- Born: 1 September 1944 (age 81) Rajasthan, India
- Education: Rajasthan University; Agra University; Institute of Molecular Biology, Syntex Research; Massachusetts Institute of Technology;
- Known for: Studies on transbilayer phospholipid asymmetry in biological membranes
- Awards: 1974 INSA Young Scientists Medal 1985 Shanti Swarup Bhatnagar Prize 1985 Ranbaxy Research Foundation Award 1995 FICCI Award 1999 Om Prakash Bhasin Award 2000 Goyal Prize 2001 INSA Golden Jubilee Commemoration Medal
- Scientific career
- Fields: Membrane biology; Bioorganic chemistry;
- Workplaces: Central Drug Research Institute; Institute of Microbial Technology;
- Doctoral advisor: Nitya Anand Har Gobind Khorana
- Doctoral students: Vinod Bhakuni

= C. M. Gupta =

Indian molecular biologist (born 1944)

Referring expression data
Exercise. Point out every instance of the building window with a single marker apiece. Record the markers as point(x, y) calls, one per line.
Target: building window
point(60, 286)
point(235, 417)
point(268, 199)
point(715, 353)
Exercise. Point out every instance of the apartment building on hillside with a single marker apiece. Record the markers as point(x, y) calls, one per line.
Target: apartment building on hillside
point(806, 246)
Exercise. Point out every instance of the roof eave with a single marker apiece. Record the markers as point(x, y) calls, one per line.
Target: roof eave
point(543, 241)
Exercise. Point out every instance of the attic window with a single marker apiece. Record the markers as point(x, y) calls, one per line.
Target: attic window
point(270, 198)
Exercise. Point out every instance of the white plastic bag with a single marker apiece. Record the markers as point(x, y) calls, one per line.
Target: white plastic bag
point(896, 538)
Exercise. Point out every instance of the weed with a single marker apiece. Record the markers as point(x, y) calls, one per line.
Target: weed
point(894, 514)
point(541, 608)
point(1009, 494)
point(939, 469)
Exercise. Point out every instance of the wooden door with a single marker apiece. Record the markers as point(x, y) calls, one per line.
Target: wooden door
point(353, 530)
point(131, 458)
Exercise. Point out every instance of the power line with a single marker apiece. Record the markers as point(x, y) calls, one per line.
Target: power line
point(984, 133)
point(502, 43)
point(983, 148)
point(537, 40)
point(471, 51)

Required action 1 | Summarize the profile of C. M. Gupta in two sentences.
Required action 2 | Reproduce the profile of C. M. Gupta word for word, starting at "- Born: 1 September" and ending at "biologist (born 1944)".

Exercise output 1 | C. M. Gupta is an Indian molecular biologist, born on 1 September 1944 in Rajasthan, India, who is known for studies on transbilayer phospholipid asymmetry in biological membranes. Gupta worked at the Central Drug Research Institute and the Institute of Microbial Technology, and Gupta's awards include the 1985 Shanti Swarup Bhatnagar Prize.

Exercise output 2 |
- Born: 1 September 1944 (age 81) Rajasthan, India
- Education: Rajasthan University; Agra University; Institute of Molecular Biology, Syntex Research; Massachusetts Institute of Technology;
- Known for: Studies on transbilayer phospholipid asymmetry in biological membranes
- Awards: 1974 INSA Young Scientists Medal 1985 Shanti Swarup Bhatnagar Prize 1985 Ranbaxy Research Foundation Award 1995 FICCI Award 1999 Om Prakash Bhasin Award 2000 Goyal Prize 2001 INSA Golden Jubilee Commemoration Medal
- Scientific career
- Fields: Membrane biology; Bioorganic chemistry;
- Workplaces: Central Drug Research Institute; Institute of Microbial Technology;
- Doctoral advisor: Nitya Anand Har Gobind Khorana
- Doctoral students: Vinod Bhakuni

= C. M. Gupta =

Indian molecular biologist (born 1944)